━━━ Data section
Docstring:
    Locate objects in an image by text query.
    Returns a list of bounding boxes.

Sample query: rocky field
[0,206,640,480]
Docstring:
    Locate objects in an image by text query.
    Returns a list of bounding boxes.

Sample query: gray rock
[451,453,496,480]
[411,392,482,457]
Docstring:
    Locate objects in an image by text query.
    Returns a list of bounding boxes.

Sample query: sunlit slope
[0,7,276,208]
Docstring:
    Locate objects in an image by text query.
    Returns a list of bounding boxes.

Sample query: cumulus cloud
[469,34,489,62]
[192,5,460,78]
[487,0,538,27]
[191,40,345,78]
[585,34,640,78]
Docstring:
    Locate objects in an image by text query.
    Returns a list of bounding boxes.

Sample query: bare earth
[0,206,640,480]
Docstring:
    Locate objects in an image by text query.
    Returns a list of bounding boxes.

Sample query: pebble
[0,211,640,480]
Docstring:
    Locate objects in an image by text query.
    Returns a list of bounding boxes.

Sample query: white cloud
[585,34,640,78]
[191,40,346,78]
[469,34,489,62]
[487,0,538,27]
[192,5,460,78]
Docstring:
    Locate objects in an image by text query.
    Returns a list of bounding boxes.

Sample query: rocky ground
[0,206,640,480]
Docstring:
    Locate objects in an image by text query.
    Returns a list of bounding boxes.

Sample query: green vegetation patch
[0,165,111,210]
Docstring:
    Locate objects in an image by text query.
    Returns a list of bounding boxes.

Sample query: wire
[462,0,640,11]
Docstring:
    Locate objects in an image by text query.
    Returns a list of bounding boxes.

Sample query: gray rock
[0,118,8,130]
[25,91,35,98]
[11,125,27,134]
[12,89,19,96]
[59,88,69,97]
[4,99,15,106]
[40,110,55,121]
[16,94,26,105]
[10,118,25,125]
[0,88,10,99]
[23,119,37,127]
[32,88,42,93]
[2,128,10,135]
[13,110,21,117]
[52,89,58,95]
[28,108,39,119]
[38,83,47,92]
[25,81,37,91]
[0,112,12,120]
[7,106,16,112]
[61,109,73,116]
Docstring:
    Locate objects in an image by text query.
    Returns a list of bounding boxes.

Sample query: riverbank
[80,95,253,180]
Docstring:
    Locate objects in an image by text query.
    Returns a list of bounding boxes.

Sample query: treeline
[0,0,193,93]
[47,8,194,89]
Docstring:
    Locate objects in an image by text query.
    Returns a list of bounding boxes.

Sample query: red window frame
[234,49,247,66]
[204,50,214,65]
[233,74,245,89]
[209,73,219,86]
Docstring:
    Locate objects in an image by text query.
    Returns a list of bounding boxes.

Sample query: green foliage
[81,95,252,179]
━━━━━━
Render every line of the material above as a Markdown table with two columns, Row and Line. Number the rows in order and skip blank lines.

Exercise solution →
| Row | Line |
|---|---|
| 1 | Docstring: |
| 2 |     Locate objects in an image by text query. |
| 3 |     Returns a list of bounding boxes. |
| 4 | Sample query: rocky field |
| 5 | [0,206,640,480] |
| 6 | Docstring: |
| 7 |     Locate objects in an image by text query. |
| 8 |     Returns a list of bounding boxes. |
| 9 | Sample query: gray rock |
| 10 | [451,453,496,480] |
| 11 | [411,392,482,457] |
| 12 | Docstring: |
| 13 |     Locate objects in an image by text query. |
| 14 |     Returns a list of bounding boxes. |
| 15 | Sample query: sunlit slope |
| 16 | [0,7,276,208] |
| 17 | Docstring: |
| 18 |     Locate objects in an image by text query. |
| 19 |     Returns a list of bounding boxes. |
| 20 | Sample query: cumulus cloud |
| 21 | [469,34,489,62] |
| 22 | [192,5,460,78] |
| 23 | [487,0,538,27] |
| 24 | [191,40,345,78] |
| 25 | [585,34,640,78] |
| 26 | Docstring: |
| 27 |     Locate objects in an image by text query. |
| 28 |     Returns a list of bounding boxes. |
| 29 | Sample query: bare earth |
| 30 | [0,206,640,480] |
| 31 | Docstring: |
| 32 |     Locate objects in an image by text query. |
| 33 |     Returns a list of bounding boxes. |
| 34 | Sample query: pebble |
| 35 | [0,211,640,480] |
| 36 | Docstring: |
| 37 |     Locate objects in an image by text query. |
| 38 |     Returns a list of bounding boxes. |
| 39 | Sample query: white cloud |
| 40 | [585,34,640,78] |
| 41 | [191,40,346,78] |
| 42 | [469,34,489,62] |
| 43 | [487,0,538,27] |
| 44 | [192,5,460,78] |
| 45 | Docstring: |
| 46 |     Locate objects in an image by text query. |
| 47 |     Returns a list of bounding boxes. |
| 48 | Sample query: rocky ground |
| 49 | [0,206,640,480] |
| 50 | Docstring: |
| 51 |     Locate objects in an image by text query. |
| 52 |     Returns a list of bounding boxes. |
| 53 | Sample query: green vegetation patch |
| 54 | [0,165,111,210] |
| 55 | Docstring: |
| 56 |     Locate objects in an image by text query. |
| 57 |     Returns a list of bounding boxes. |
| 58 | Sample query: wire |
| 59 | [462,0,640,11] |
| 60 | Docstring: |
| 61 |     Locate objects in an image by text query. |
| 62 |     Returns a list of bounding boxes. |
| 63 | Sample query: gray rock |
| 64 | [0,118,8,130] |
| 65 | [25,91,35,98] |
| 66 | [11,125,27,134] |
| 67 | [12,89,19,96] |
| 68 | [59,88,69,97] |
| 69 | [4,99,15,106] |
| 70 | [40,110,55,121] |
| 71 | [16,94,26,105] |
| 72 | [10,118,25,125] |
| 73 | [0,88,10,99] |
| 74 | [23,119,37,127] |
| 75 | [32,88,42,93] |
| 76 | [2,128,10,135] |
| 77 | [13,110,21,117] |
| 78 | [52,89,58,95] |
| 79 | [28,108,39,119] |
| 80 | [38,83,47,92] |
| 81 | [25,81,37,91] |
| 82 | [0,112,12,120] |
| 83 | [7,106,16,112] |
| 84 | [61,109,73,116] |
| 85 | Docstring: |
| 86 |     Locate objects in an image by text query. |
| 87 |     Returns a list of bounding boxes. |
| 88 | Sample query: riverbank |
| 89 | [80,95,253,180] |
| 90 | Docstring: |
| 91 |     Locate objects in an image by text query. |
| 92 |     Returns a list of bounding boxes. |
| 93 | Sample query: treeline |
| 94 | [0,0,193,93] |
| 95 | [47,8,194,89] |
| 96 | Docstring: |
| 97 |     Locate objects in an image by text query. |
| 98 |     Returns a list of bounding boxes. |
| 99 | Sample query: red window frame |
| 100 | [234,49,247,66] |
| 101 | [204,50,214,65] |
| 102 | [233,74,245,89] |
| 103 | [209,73,219,86] |
| 104 | Docstring: |
| 105 |     Locate objects in an image by text query. |
| 106 |     Returns a list of bounding boxes. |
| 107 | Sample query: green foliage |
| 108 | [81,95,252,179] |